* START *
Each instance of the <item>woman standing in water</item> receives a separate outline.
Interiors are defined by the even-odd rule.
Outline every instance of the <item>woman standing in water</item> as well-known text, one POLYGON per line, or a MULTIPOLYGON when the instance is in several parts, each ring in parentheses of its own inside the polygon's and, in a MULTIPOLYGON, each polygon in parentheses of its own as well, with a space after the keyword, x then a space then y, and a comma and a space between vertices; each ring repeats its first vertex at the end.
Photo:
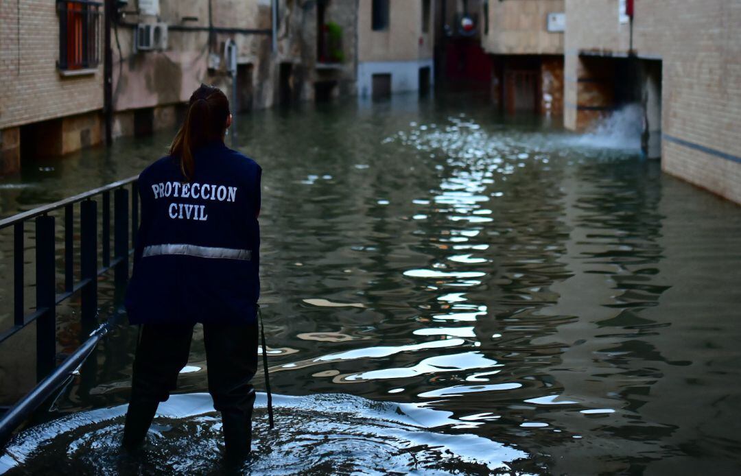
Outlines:
POLYGON ((159 402, 175 389, 193 326, 202 323, 226 456, 242 460, 250 452, 262 169, 225 145, 231 120, 226 95, 202 84, 170 155, 139 175, 142 223, 126 296, 129 321, 140 324, 127 449, 142 443, 159 402))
* END *
What is being asked
Copy the data word for word, from its first line through the line containing "Interiors are defined by the even-odd rule.", including both of those lines.

Correct output
Each instance of the <item>woman standing in water</item> receives a separate outline.
Interiors are defined by the even-odd rule.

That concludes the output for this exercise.